**WORK INSTRUCTION A**
Translate this sentence from the essay on professionalism into Spanish: "We stand when the judge enters because it is respectful."
**WORK INSTRUCTION B**
From the essay on professionalism, reproduce word for word the part that opens with the words containing "The list goes" and closes with "rescued from itself.".
**WORK INSTRUCTION C**
According to the essay on professionalism, why do we review final documents for typos?

This was inspired by a conversation with my 2020-2021 student, Kose, as well as conversations with this year’s IfRFA fellows. Thank you Kose, Elias, Iltaff, Nirali, and Makela!

As someone who has to articulate to students what clear standards look like in a profession that lacks them, I always worry about using the word “professionalism.” What is professionalism, and how does one teach it?

At its best, professionalism encompasses a number of small, everyday tasks that I associate with high quality work products or making life easier for those around us. Common tasks that fall under the professionalism umbrella include wearing the correct clothes to court, reviewing final work product to make sure the formatting is perfect, or showing up on time and with an agenda to meetings.

What’s wrong with that? In so many legal spaces, professionalism comes to stand in for the unnamable, the je ne sais quoi.1 It means “looks like us” or “acts like us.” Professionalism implicitly relies on the stereotypes about who belongs in law and who does not. Every time I facilitate discussions about this, I learn about new things piss me off. Some examples:

  • First generation students are told that during oral argument, you shouldn’t use hand gestures because it’s unprofessional.
  • Female students are held to dress code requirements that only work for some bodies, not to mention some budgets.
  • Students of color are expected to constantly code switch to fit the idea of what a legal practitioner looks like.
  • Neurodivergent students get told to make eye-contact in meetings where it doesn’t make a damn bit of difference other than making a supervisor feel more powerful.

The list goes on and on and on. Unprofessional becomes the catch all for “not acting like me,” when deployed by white, straight, often male, supervisors. Professionalism is so racist, ableist, classist, and sexist that it feels like it can’t be rescued from itself.

If a student dares to ask why these things matter, professionalism is usually framed in terms of respect for legal institutions. We stand when the judge enters because it is respectful. We wear a suit to court because we respect the institution. But as someone who is often disrespected or harmed by legal institutions, I find it hard to act from this frame. Call me petty, but legal institutions so rarely go out of their way to respect me or the people I care about. Performing respect for them doesn’t get me out of bed in the morning.

But over time, I’ve come to believe there are some skills at the heart of professionalism that might be worth saving, and as a teacher, I am always trying to balance teaching the way things should be with the way things are. So when I have to teach it, I try to talk about professionalism as a way of caring about others around us. Professionalism, at its best, is as an act of love and belief towards those we work with, rather than a set of behavioral standards that we have to live up to. We review final documents for typos because taking the time to produce high quality, clean, work product shows our clients that they matter to us. We send agendas, and show up on time because we care about those we’re meeting with, and not wasting their time is a way to express that care. And when these norms do not communicate care - when they will not succeed in making our people feel cared for, we can let them go.

[Point localization data]
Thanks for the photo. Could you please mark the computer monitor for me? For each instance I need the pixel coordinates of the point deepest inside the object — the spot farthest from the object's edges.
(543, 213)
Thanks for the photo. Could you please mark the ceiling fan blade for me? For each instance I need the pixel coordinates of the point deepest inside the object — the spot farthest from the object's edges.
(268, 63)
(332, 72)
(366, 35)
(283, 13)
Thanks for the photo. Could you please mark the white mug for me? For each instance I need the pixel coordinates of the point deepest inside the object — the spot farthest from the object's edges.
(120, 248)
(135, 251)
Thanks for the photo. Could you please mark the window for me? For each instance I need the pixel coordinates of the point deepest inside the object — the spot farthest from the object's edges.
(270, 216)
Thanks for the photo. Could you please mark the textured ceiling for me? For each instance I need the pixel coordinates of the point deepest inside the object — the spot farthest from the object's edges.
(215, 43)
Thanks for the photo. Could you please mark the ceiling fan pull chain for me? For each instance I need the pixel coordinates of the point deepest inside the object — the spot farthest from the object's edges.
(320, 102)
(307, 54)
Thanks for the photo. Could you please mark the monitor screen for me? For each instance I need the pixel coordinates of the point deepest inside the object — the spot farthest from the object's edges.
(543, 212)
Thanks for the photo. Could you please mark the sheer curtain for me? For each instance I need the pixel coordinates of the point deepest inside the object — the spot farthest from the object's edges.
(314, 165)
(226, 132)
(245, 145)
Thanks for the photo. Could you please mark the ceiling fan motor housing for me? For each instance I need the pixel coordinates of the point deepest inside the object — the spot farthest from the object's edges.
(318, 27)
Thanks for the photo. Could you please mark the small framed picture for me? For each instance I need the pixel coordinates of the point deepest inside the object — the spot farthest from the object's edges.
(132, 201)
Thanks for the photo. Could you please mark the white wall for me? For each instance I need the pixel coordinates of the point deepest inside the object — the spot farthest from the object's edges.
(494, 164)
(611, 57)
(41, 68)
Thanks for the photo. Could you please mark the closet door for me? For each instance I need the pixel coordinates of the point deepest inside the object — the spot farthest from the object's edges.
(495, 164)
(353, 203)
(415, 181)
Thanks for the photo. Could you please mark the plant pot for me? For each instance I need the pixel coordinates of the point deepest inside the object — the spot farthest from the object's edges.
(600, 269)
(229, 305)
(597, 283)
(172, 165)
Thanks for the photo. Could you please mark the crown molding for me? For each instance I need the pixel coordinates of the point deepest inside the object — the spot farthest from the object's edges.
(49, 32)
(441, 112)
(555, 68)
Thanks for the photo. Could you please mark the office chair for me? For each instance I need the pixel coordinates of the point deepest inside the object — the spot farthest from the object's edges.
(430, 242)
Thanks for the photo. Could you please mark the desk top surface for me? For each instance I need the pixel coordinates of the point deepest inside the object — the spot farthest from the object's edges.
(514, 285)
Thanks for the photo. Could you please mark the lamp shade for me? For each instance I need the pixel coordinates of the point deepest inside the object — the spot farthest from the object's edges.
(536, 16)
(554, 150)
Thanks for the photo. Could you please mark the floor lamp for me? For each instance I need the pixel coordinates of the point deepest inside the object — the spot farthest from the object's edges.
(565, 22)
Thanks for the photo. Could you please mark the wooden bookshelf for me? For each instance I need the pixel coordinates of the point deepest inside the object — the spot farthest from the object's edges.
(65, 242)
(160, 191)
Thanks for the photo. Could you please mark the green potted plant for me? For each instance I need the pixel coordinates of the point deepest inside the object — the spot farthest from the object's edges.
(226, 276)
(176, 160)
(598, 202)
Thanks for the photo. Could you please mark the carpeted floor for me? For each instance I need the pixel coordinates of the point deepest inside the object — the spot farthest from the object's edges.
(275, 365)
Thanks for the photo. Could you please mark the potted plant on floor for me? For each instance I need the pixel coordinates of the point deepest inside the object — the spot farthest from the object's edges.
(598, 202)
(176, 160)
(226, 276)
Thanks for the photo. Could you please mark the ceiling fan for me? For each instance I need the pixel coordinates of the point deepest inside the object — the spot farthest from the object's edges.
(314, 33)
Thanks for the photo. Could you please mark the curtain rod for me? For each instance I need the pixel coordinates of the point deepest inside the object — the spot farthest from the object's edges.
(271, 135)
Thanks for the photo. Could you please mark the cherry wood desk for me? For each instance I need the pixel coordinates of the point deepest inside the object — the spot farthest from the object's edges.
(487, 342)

**ANSWER AREA A**
Nos ponemos de pie cuando entra el juez porque es respetuoso.

**ANSWER AREA B**
The list goes on and on and on. Unprofessional becomes the catch all for “not acting like me,” when deployed by white, straight, often male, supervisors. Professionalism is so racist, ableist, classist, and sexist that it feels like it can’t be rescued from itself.

**ANSWER AREA C**
Taking the time to produce high quality, clean work product shows our clients that they matter to us.